Happy Days

1974-1984 television comedy set in the 1950s

Happy Days (19741984) was a popular United States television sitcom on the ABC television network about the Cunningham family who lives through the 1950's with help and guidance from the lovable, handsome, and almost superhuman greaser, Fonzie.

Fonzie (Henry Winkler) and Richie (Ron Howard) from Happy Days.
The Cunningham family. Standing are Marion Ross (Marion Cunningham) and Tom Bosley (Howard Cunningham). Seated are Ron Howard (Richie Cunningham) and Erin Moran (Joanie Cunningham).
Pictured are Richie Cunningham's (Ron Howard) friends. Left: Anson Williams (Potsie Weber). Right, top: Donny Most (Ralph Malph), bottom: Henry Winkler (The Fonz, Fonzie, Arthur Fonzarelli).

Season 1


All the Way [1.01]

Richie: We played chess.
Fonzie: You played with her chest?

Howard: What's a Fonzie?
Richie: Arthur Fonzarelli. He dropped out of school.

Richie's Cup Runneth Over [1.03]

Richie: All we had was some beer - in teeny-weeny glasses.
Howard: How many teeny-weeny glasses did you have?
Richie: Seventy-two.
Howard: I think it's time for some teeny-weeny cups of coffee.

Guess Who's Coming to Visit [1.04]

Sergeant: [speaking to kids rounded up at an illegal drag race and Howard, who tried to stop it] Ah, it's the children's hour. Now, this isn't a nice way to spend the evening, is it? We could all be home, in our nice little beds, but you had to go out and have a nasty, old drag race. Now, in case you haven't heard lately, drag racing is a no-no in this state. [speaking directly to Howard] Ah. You don't make me very happy, kids. [taps Howard on shoulder] You're a little old for this kinda thing, aren't you, sonny?

Sergeant: Aw, Fonzie. I'm ashamed of you. I never expected to see you in here for draggin' - especially against Skizzy. Now, don't tell me you lost your cool.
Fonzie: Hey, he insulted a friend. I just thought it was my duty to drive, you know?
Sergeant: Well, I guess chivalry ain't what it used to be.

Fonzie Drops In [1.07]

Richie: You make school sound like good fun.
Fonzie: Well, school's got good points. I mean, smoking in the bathroom, cutting classes, showing my tattoo to the chicks.

•••••

• [TASK DESCRIPTION] Please return the part of the Happy Days page from "Guess Who's Coming" up to and including "used to be.", copied word for word.

•••••

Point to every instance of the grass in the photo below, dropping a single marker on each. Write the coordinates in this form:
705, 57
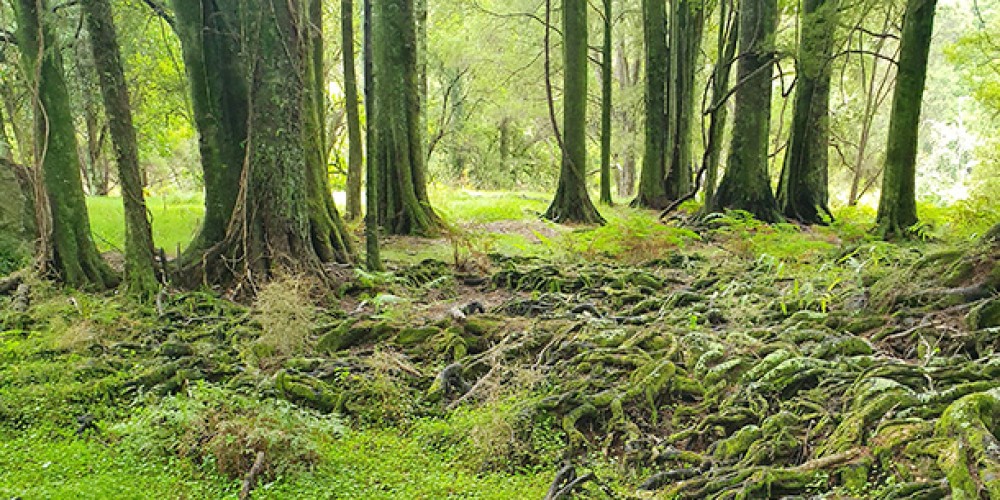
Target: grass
175, 221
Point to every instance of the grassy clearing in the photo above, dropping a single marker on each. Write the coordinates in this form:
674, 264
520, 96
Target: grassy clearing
175, 221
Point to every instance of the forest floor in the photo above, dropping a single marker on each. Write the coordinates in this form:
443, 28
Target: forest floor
512, 358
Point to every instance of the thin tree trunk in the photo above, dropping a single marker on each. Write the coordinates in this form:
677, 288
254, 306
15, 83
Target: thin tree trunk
372, 256
606, 103
404, 206
283, 218
329, 236
897, 210
803, 194
686, 26
220, 100
68, 244
652, 186
728, 41
746, 184
140, 275
572, 201
355, 160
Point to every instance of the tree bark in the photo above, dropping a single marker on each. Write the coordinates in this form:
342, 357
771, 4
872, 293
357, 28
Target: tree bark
261, 63
897, 210
572, 201
68, 246
355, 154
404, 207
728, 40
687, 24
652, 188
140, 274
803, 194
329, 236
746, 184
652, 179
606, 103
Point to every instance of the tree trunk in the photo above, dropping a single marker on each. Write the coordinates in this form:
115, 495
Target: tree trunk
355, 160
282, 217
606, 104
686, 26
897, 210
329, 236
746, 184
803, 194
67, 242
373, 258
728, 40
572, 201
140, 275
404, 207
209, 36
652, 180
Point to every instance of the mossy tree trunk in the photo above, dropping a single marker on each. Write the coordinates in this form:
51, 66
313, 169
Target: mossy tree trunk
727, 41
262, 63
373, 258
606, 103
803, 194
572, 201
652, 179
219, 98
687, 23
67, 245
329, 236
403, 204
746, 184
897, 210
355, 155
140, 275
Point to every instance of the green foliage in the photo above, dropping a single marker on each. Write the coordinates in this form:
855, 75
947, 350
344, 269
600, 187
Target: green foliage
175, 221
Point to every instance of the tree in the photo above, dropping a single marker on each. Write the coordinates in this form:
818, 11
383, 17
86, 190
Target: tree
687, 22
209, 36
262, 64
67, 244
572, 201
746, 184
803, 193
727, 41
404, 207
606, 103
140, 276
355, 157
652, 179
897, 210
372, 258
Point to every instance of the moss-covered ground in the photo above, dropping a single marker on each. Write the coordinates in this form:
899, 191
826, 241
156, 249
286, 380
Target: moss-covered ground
702, 358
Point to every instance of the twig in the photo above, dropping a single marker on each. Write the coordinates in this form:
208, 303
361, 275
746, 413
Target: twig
251, 479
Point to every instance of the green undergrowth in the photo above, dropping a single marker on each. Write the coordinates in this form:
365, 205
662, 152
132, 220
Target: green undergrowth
703, 357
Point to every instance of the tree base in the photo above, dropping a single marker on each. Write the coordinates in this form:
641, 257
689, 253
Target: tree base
761, 204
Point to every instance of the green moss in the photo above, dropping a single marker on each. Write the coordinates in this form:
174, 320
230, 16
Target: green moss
411, 336
353, 333
971, 460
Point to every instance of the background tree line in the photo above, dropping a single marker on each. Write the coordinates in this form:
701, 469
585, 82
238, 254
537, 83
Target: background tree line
773, 107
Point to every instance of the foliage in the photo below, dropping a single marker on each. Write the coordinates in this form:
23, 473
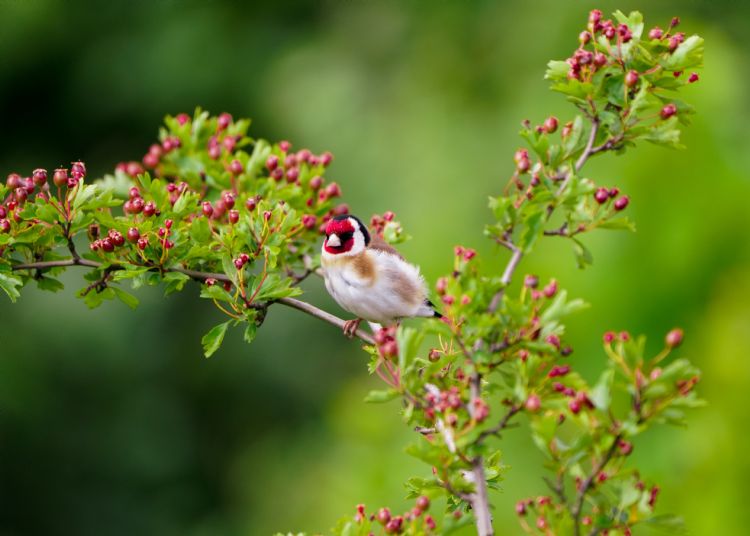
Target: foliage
243, 217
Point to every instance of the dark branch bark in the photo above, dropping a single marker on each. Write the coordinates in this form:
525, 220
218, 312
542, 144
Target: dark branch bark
202, 276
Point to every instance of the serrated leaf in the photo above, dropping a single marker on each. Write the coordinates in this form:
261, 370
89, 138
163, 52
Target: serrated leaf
125, 297
212, 340
582, 253
49, 284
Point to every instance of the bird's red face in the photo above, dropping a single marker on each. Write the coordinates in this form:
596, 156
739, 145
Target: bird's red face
339, 236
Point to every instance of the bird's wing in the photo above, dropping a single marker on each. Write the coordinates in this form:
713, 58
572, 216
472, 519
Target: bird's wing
378, 244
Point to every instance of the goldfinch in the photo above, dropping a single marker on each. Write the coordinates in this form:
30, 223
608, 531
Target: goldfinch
368, 277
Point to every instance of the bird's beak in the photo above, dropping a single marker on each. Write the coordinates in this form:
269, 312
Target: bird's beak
334, 241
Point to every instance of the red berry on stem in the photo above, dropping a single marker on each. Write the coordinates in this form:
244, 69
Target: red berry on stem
601, 195
60, 177
224, 121
550, 124
423, 502
235, 167
39, 176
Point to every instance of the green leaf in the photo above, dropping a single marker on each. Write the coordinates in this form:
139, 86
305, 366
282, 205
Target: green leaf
212, 340
408, 340
381, 395
688, 55
534, 228
125, 297
617, 223
601, 394
251, 331
49, 284
175, 281
582, 253
10, 284
199, 230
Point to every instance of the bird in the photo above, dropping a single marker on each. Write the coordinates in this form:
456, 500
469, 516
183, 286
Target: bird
369, 278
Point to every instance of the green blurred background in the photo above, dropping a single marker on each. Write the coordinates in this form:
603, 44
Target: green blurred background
112, 422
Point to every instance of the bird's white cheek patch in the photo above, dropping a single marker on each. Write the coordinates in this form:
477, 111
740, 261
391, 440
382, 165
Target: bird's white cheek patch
334, 241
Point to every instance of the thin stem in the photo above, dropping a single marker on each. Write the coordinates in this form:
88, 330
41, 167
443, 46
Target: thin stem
502, 425
577, 508
202, 276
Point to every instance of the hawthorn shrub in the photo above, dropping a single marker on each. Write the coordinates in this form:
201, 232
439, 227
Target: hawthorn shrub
243, 218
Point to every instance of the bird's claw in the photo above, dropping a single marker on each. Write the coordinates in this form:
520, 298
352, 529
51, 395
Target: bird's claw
351, 327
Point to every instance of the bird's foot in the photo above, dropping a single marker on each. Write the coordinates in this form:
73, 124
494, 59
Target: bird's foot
351, 327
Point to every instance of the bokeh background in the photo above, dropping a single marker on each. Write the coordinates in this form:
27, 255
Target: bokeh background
112, 422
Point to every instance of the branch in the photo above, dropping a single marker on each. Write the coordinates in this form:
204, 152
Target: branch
577, 509
201, 276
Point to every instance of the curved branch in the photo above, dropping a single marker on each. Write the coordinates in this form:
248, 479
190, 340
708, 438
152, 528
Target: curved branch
202, 276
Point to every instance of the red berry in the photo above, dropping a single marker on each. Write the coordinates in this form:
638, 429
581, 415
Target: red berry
551, 289
383, 516
622, 202
137, 205
292, 174
228, 198
40, 176
601, 195
272, 162
235, 167
390, 349
655, 33
550, 124
224, 121
533, 403
277, 174
60, 177
150, 160
207, 209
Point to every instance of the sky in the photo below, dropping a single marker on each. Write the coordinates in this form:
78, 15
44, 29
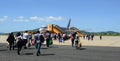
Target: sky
88, 15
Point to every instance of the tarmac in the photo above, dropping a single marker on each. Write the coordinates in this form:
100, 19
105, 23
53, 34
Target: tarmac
107, 49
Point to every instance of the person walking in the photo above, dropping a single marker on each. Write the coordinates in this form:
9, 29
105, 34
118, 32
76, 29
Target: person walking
48, 37
25, 39
38, 40
11, 40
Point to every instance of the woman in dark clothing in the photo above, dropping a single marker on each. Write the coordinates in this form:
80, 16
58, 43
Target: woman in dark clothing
11, 40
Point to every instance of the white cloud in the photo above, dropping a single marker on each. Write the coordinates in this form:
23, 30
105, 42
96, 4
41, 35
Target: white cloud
38, 19
46, 19
4, 18
21, 19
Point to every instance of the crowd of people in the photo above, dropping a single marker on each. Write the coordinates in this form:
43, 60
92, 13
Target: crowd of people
28, 39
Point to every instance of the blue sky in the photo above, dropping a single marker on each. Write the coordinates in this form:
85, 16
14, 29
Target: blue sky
89, 15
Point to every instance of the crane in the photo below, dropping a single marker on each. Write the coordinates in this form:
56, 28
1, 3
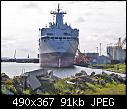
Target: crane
120, 44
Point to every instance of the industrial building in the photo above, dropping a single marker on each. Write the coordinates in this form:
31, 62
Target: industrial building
116, 52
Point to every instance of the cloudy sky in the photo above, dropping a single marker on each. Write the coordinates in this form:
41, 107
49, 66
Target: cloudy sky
98, 22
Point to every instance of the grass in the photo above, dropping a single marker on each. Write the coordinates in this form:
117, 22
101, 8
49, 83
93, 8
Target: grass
91, 89
119, 68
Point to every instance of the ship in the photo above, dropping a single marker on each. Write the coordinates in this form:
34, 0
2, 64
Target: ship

•••••

• [EXERCISE SOLUTION]
Guess Who's Coming to Visit [1.04]

Sergeant: [speaking to kids rounded up at an illegal drag race and Howard, who tried to stop it] Ah, it's the children's hour. Now, this isn't a nice way to spend the evening, is it? We could all be home, in our nice little beds, but you had to go out and have a nasty, old drag race. Now, in case you haven't heard lately, drag racing is a no-no in this state. [speaking directly to Howard] Ah. You don't make me very happy, kids. [taps Howard on shoulder] You're a little old for this kinda thing, aren't you, sonny?

Sergeant: Aw, Fonzie. I'm ashamed of you. I never expected to see you in here for draggin' - especially against Skizzy. Now, don't tell me you lost your cool.
Fonzie: Hey, he insulted a friend. I just thought it was my duty to drive, you know?
Sergeant: Well, I guess chivalry ain't what it used to be.